◆ INSTRUCTIONS TO FOLLOW: From the problem page below, write out word for word the passage that starts at the words "So the maximum" and ends after the words "size of the array.".

◆ PAGE:
┄┄┄┄┄┄┄┄┄┄
Last Updated: 26 Oct, 2021
Ninja and Subarrays
Easy
Asked in company
One day Ninja got an array and started to play with it. He is finding subarrays of the array randomly and suddenly starts to wonder about the maximum of the sum of the smallest and the second smallest elements of all the subarrays possible of size at least 2.
For Example:
For the array [3 2 1]
All the subarrays of size at least 2 are:
[3 2], [2 1], [3 2 1]
For the first subarray, the smallest and second smallest elements are 2 and 3, and their sum is 5.
For the second subarray, the smallest and second smallest elements are 1 and 2, and their sum is 3.
For the third subarray, the smallest and second smallest elements are 1 and 2, and their sum is 3.
So the maximum among these sums is 5.
Since Ninja is too lazy to do this task, he asked you for help. You have to find the maximum of the sum of the smallest and the second smallest elements of all the subarray possible of size at least 2.
Input Format:
The first line will contain a single integer ‘T’ denoting the number of test cases. Then the test cases follow.
The first line of each test case will contain a single integer ‘N’, denoting the size of the array.
The second line of each test case will contain ‘N’ space-separated integers, denoting the elements of the array.
Output Format:
For each test case, print a single integer denoting the maximum of the sum of the smallest and the second smallest elements of all the subarray possible of size at least 2.
Note:
You are not required to print anything; it has already been taken care of. Just implement the function.
Constraints:
1 <= T <= 5
2 <= N <= 10^5
1 <= A[i] <= 10^4
Time Limit: 1 sec.
Approaches
We will find all the possible subarrays and then calculate the sum of the smallest and the second smallest elements of each subarray. Then we will take the maximum of all of them to find the answer.
Algorithm:
- Declare a variable “ans” to store the answer and initialize it to 0.
- Start iterating from 0 to (‘N’ - 2) using variable “start” which will denote the starting index of the corresponding subarray.
┄┄┄┄┄┄┄┄┄┄
Records from a dataset

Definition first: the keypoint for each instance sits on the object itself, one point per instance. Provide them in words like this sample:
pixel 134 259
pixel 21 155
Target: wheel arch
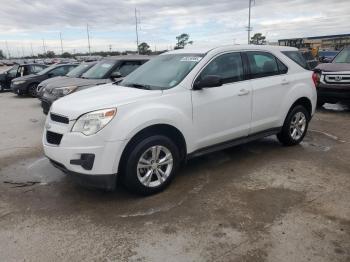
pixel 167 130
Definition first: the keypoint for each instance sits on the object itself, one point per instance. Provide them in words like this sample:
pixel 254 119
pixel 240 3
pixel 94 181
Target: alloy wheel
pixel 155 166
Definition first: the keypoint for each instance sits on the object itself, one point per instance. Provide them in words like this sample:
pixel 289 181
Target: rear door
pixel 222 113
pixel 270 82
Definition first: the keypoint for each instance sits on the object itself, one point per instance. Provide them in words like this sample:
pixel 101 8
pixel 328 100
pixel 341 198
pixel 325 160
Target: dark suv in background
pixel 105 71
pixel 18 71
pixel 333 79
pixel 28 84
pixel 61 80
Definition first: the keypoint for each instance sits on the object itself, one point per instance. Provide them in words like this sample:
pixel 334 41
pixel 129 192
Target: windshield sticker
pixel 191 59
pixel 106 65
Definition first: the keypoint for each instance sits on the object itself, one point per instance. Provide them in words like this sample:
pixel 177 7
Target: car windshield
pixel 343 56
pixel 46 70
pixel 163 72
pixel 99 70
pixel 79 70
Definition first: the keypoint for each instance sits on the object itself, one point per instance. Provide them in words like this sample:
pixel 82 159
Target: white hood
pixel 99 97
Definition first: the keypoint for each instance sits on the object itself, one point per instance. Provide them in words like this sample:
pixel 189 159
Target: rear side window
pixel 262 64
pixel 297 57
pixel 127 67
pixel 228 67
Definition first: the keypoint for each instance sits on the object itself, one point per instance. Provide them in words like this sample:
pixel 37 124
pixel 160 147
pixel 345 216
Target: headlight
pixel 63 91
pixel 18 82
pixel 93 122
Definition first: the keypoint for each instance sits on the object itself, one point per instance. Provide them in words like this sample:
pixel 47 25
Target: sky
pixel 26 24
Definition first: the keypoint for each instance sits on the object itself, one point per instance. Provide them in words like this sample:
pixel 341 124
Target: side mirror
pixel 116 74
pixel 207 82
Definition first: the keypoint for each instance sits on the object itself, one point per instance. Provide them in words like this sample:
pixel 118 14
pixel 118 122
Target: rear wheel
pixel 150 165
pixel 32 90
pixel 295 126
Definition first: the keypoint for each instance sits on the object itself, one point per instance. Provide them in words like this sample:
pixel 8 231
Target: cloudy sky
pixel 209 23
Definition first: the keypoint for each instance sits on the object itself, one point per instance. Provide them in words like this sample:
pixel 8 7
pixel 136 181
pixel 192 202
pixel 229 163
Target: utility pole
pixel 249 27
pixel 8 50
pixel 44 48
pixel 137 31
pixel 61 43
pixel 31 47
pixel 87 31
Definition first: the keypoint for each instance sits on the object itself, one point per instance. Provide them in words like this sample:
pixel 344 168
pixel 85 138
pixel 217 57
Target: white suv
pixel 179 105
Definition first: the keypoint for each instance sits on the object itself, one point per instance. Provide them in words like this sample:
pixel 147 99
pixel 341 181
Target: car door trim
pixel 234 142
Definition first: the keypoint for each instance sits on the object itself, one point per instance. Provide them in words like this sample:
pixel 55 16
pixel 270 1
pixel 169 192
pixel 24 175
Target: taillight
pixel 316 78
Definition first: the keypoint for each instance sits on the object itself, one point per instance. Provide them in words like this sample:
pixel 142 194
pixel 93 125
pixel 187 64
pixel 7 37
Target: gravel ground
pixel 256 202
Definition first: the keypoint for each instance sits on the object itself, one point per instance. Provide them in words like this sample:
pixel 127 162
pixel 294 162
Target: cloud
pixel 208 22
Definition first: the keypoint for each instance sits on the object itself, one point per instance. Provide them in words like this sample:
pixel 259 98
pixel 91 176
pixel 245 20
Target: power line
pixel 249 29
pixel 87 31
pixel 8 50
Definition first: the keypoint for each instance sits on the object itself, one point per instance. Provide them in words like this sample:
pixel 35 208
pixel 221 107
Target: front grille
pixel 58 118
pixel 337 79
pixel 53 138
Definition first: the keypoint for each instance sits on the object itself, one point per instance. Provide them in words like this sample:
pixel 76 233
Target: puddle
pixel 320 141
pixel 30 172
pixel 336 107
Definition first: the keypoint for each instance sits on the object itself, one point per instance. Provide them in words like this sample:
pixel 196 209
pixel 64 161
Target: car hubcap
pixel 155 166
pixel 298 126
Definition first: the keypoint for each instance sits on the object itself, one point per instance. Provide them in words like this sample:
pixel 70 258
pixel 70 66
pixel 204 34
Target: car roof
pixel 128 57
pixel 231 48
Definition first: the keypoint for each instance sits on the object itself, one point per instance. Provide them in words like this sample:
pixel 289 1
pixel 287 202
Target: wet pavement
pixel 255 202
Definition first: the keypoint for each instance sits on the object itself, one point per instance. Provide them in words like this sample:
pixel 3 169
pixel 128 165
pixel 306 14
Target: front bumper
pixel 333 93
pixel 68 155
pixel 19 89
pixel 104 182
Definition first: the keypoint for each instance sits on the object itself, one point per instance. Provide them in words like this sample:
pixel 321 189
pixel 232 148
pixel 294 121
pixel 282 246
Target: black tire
┄┄┄┄┄┄┄┄┄┄
◆ EXPECTED ANSWER:
So the maximum among these sums is 5.
Since Ninja is too lazy to do this task, he asked you for help. You have to find the maximum of the sum of the smallest and the second smallest elements of all the subarray possible of size at least 2.
Input Format:
The first line will contain a single integer ‘T’ denoting the number of test cases. Then the test cases follow.
The first line of each test case will contain a single integer ‘N’, denoting the size of the array.